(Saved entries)
== == ==

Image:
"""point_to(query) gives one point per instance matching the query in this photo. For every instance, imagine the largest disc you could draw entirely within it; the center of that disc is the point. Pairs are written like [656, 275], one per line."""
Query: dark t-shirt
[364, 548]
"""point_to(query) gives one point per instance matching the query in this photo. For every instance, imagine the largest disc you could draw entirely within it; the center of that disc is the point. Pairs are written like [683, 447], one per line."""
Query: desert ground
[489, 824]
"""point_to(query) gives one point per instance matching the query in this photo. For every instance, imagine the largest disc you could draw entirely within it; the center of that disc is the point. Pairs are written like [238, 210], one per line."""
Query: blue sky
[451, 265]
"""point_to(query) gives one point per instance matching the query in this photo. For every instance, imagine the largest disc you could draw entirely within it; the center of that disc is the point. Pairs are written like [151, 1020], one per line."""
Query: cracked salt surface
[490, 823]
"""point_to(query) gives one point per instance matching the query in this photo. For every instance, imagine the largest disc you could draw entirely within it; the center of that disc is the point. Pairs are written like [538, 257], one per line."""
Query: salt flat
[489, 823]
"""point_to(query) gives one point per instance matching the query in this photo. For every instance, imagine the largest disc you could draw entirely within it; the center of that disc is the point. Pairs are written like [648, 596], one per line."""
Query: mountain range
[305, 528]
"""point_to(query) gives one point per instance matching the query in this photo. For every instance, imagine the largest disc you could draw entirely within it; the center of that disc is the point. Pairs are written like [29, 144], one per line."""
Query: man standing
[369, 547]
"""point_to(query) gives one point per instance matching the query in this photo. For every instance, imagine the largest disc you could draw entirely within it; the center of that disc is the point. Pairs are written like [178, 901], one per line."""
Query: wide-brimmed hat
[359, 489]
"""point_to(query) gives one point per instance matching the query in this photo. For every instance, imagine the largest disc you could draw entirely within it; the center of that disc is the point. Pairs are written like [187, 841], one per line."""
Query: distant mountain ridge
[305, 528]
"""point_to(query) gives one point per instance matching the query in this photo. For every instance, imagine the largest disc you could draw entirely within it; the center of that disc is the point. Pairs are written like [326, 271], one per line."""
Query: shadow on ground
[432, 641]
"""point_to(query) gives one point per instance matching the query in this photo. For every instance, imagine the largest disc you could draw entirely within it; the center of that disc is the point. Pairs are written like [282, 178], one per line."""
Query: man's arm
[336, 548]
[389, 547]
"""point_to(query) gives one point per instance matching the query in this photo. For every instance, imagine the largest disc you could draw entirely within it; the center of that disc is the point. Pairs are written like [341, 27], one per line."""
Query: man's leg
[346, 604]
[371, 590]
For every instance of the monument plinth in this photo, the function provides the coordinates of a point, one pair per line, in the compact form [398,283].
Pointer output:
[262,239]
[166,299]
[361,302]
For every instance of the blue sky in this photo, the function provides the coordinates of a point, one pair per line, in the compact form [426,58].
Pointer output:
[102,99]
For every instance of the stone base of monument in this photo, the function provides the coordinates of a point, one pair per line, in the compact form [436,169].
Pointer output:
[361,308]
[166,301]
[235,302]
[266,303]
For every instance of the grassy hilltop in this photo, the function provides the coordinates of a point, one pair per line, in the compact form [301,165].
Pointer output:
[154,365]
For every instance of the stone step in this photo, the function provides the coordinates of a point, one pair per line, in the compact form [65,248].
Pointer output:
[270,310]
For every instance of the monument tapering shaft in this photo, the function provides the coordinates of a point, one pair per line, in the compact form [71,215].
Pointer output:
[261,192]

== == ==

Exercise objective. Output the listing above word for word.

Exercise solution.
Image:
"""point_to(query) gives one point per instance matching the query in this photo. For every instance, imagine the largest disc you could draw entirely within it; the center of that disc is the point. Pairs are written like [656, 275], one per line."""
Query: dark t-shirt
[364, 548]
"""point_to(query) gives one point per instance matching the query in this photo. For every instance, imagine the largest disc you could draw entirely within it; the center of that disc is the point. Pairs are written like [683, 447], one per line."""
Query: desert ground
[489, 824]
"""point_to(query) gives one point per instance matching the query in this photo. For every instance, imagine the largest disc you could draw entirely within it; the center of that disc is the point. Pairs are written like [238, 210], one per line."""
Query: blue sky
[451, 265]
"""point_to(query) gives one point per instance matching the query in this photo. For every instance, imagine the largest disc you could draw entirely within it; the center of that disc is the point. Pairs are written like [151, 1020], one per line."""
Query: cracked salt surface
[490, 823]
"""point_to(query) gives one point per instance matching the query in this photo. For every instance, imagine the largest disc you could draw entirely within it; the center of that disc is the point. Pairs are written like [538, 257], one per line."""
Query: salt flat
[489, 823]
"""point_to(query) gives one point per instance matching the query in this photo. For every instance, imagine the largest disc you could draw entirely within it; the center of that disc is the point. Pairs are written like [648, 596], one per line."""
Query: mountain range
[305, 528]
"""point_to(query) gives one point per instance matching the query in this photo. For every instance, imagine the largest disc you could draw entirely within it; the center of that disc is the point. Pairs are written like [29, 144], one per line."""
Query: man standing
[369, 547]
"""point_to(query) gives one point per instance matching the query in this photo. For every instance, imagine the largest disc you could draw entirely within it; the center of that disc is the point. Pairs are written like [178, 901], one per line."""
Query: wide-brimmed hat
[359, 489]
"""point_to(query) gives one point per instance matching the query in this photo. For every instance, imagine the largest disc you could draw entirely within it; the center of that disc is the point. Pairs are written like [187, 841], one per line."""
Query: distant mountain ridge
[305, 528]
"""point_to(query) gives one point per instance matching the query in this photo. For every instance, imagine the largest disc you could draw entirely within it; the center of that disc is the point. Pairs are written like [326, 271], one per line."""
Query: shadow on ground
[432, 641]
"""point_to(query) gives one point per instance matching the query in this photo. For every instance, imagine the largest disc you could draw entirely within it; the center of that disc is the point. Pairs are written like [282, 178], one per line."""
Query: man's arm
[336, 548]
[389, 547]
"""point_to(query) gives one point per instance matching the query in this photo. For every instance, imagine the largest disc you could draw entirely within it; the center of that disc is the point. Pairs are written like [341, 27], one per line."""
Query: man's leg
[346, 604]
[371, 590]
For every instance of the monument plinth in this photo, the function provides the coordinates of a point, one pair per line, in the compact form [398,283].
Pointer output:
[262,239]
[166,299]
[361,302]
For every instance of the blue sky in this photo, the function provides the coordinates of a point, one pair per line, in the compact form [426,58].
Pointer output:
[102,99]
For every instance of the stone base of monument in this photo, the function provides the coordinates of a point, one pair per line, in the compact form [436,169].
Pointer output:
[361,308]
[166,301]
[235,302]
[266,303]
For every instance of the grassy hilltop in this photo, the function provides the coordinates of a point, one pair per line, in the compact form [301,165].
Pointer output:
[154,365]
For every instance of the stone step in this photo, the function provides the coordinates of a point, one pair per line, in the compact form [65,248].
Pointer output:
[270,310]
For every instance of the monument tapering shaft in this photo, the function provides the coordinates of a point, one pair per line, in the compact form [71,215].
Pointer output:
[261,192]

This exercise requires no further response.